Excerpted passage ::
* * * *

Talking of which, we've got the builders in here at Forges-l'Evêque this week, putting down a base for a garden studio (OK: posh shed...) and a paved path up to it.  The shed itself is ordered and due to be put up before the end of the month.  We are using the landscapers who did such a good job of relaying the terrace and building the raised bed, and are impressed with their work so far.

As for the raised bed, onions, herbs and leeks are doing pretty well.  I thinned and re-planted the leeks today, and am hoping for the best, having not succeeded this far before.  The fuchsia cuttings have made really good little root systems, so will probably edge the new path when it's set.  One of the white Royal Mail potentillas (from cuttings I helped myself to from outside the Tonbridge sorting office years ago) was a casualty of the building work.  As the other's roots are full of pencil grass, it is going to have to come up, so I've taken cuttings.  The other cuttings I've taken are from a rather pretty rose pink penstemon.  My other horticultural efforts have been in the slash and burn department (except that one doesn't burn these days).  The grass got a cut on Monday, since it is to be fed and weeded tomorrow.  The builders have taken out another two leylandii trees from the back hedge, and I've started squaring up the one nearest the shed base.  I noticed this morning that the cherry tree was overhanging the footpath at the side, so I've filled a barrow with prunings and stuffed it somehow into the now overflowing composting bin, which, mercifully, will be emptied tomorrow.  We have to hide on the days when it's emptied...


Saturday 2 July 2016

Curious week...

...but not without its pleasant episodes.  We had apéritifs at the Coopers' in Mèze on Tuesday, before heading out to lunch at a local hostelry.  Would you ever have thought of cod crumble? If not, do so, and if you can cook it with the perfection we encountered at L'Oscarine (no web site yet), you're in line for a couple of toques.  We got to meet for the first time Patricia and Martin's granddaughters Eléonore and Tessa, who are home in France after a couple of years in Djibouti, where their parents have been teaching.  Next stop: Perpignan, which is about as exotic as it gets in metropolitan France!

If it were not tragic, it would make for great farce.  The leading lights all scrambling back from their dishonest campaign rhetoric, J0hns0n showing all the signs of thinking 'Oh shit: surely they can't have voted to leave?'.  Given that his motivation for leading the campaign was to wrest the leadership from a weak, lacklustre PM, his withdrawal from the leadership contest when he realised there was a difficult job to do shows just what he is made of.  Wind and piss - at best.  As for G0v3, the most that can be said of him is that he has spared us J0hns0n.  Across the floor, the leader seems just as set on dismantling his party, which used to be mine.  Regulars will recall my musings on the philosophy essay title 'Why do we value a democracy?', to which our tutor group responded more or less unanimously: 'search me, guv!'.  Mr Freedland's article in today's Grauniad is unusually but appropriately outspoken. As I said on forwarding it to my MP, borrowing a common line used by senior judicial wingers, 'I agree, and there is nothing I can usefully add'

Well, to restore a sense of proportion, I should report that the countryside is looking wonderful at the moment.  The wild flowers by the roadside are lovely - travellers' joy, scabious, dianthus and many other beautiful subjects that I have yet to look up (where did I leave the book?).  I got us lost yesterday on the way to lunch in Leucate, hence a detour through Embres et Castelmaure, and we were rewarded with a fine display of morning glory climbing up a wall and twining across the telephone wire.

As I write, an army of volunteers is setting up the Halle for the piano festival.  Not a lot I can do given my current crippledom.  The most enormous percussion section is being set up: I thought the Bartok piece only involved two pianos and timpani!  Watch this space.  Tomorrow, we become theatrical landlords for a few nights, and shall be collecting the delightful Yshani from the airport, as well as the front of house man, Martin, from the railway station.  The next few days ought to lift the depression a bit, eh?

* * * *

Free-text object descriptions
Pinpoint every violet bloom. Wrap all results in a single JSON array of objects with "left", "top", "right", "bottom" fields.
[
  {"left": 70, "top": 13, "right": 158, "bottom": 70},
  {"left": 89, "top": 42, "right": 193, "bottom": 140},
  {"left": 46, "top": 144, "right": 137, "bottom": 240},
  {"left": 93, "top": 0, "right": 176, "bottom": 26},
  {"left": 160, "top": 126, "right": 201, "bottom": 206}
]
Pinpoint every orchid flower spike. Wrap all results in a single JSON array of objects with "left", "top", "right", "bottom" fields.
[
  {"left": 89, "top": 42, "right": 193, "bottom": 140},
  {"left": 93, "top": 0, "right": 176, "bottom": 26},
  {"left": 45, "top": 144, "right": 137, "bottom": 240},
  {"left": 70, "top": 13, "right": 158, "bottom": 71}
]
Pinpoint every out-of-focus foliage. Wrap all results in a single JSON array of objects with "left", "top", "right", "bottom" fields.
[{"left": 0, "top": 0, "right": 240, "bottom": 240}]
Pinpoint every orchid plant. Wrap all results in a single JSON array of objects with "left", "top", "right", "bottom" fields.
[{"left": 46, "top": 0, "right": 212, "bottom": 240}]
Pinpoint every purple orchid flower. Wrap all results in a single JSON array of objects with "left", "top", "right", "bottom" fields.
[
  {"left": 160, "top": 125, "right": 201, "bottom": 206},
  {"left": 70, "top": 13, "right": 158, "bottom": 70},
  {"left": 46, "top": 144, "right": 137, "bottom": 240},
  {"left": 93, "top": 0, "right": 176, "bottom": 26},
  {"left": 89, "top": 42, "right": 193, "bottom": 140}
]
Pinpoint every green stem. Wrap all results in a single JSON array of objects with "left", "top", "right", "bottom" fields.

* * * *

Exercise requirements ::
1. Shorten the paragraph of the diary excerpt beginning "Well, to restore a sense of proportion," keeping its main facts.
2. In the diary excerpt, what dish eaten at L'Oscarine is praised?
3. Retype the part of the diary excerpt that opens with the words containing "Curious week..." and closes with "in metropolitan France!".

Numbered answers ::
1. The countryside currently looks wonderful. The roadside wild flowers include travellers' joy, scabious, dianthus and many others not yet looked up. Getting lost on yesterday's drive to lunch in Leucate led to a detour through Embres et Castelmaure. There, morning glory was climbing a wall and twining across the telephone wire.

2. Cod crumble.

3.
Curious week...

...but not without its pleasant episodes.  We had apéritifs at the Coopers' in Mèze on Tuesday, before heading out to lunch at a local hostelry.  Would you ever have thought of cod crumble? If not, do so, and if you can cook it with the perfection we encountered at L'Oscarine (no web site yet), you're in line for a couple of toques.  We got to meet for the first time Patricia and Martin's granddaughters Eléonore and Tessa, who are home in France after a couple of years in Djibouti, where their parents have been teaching.  Next stop: Perpignan, which is about as exotic as it gets in metropolitan France!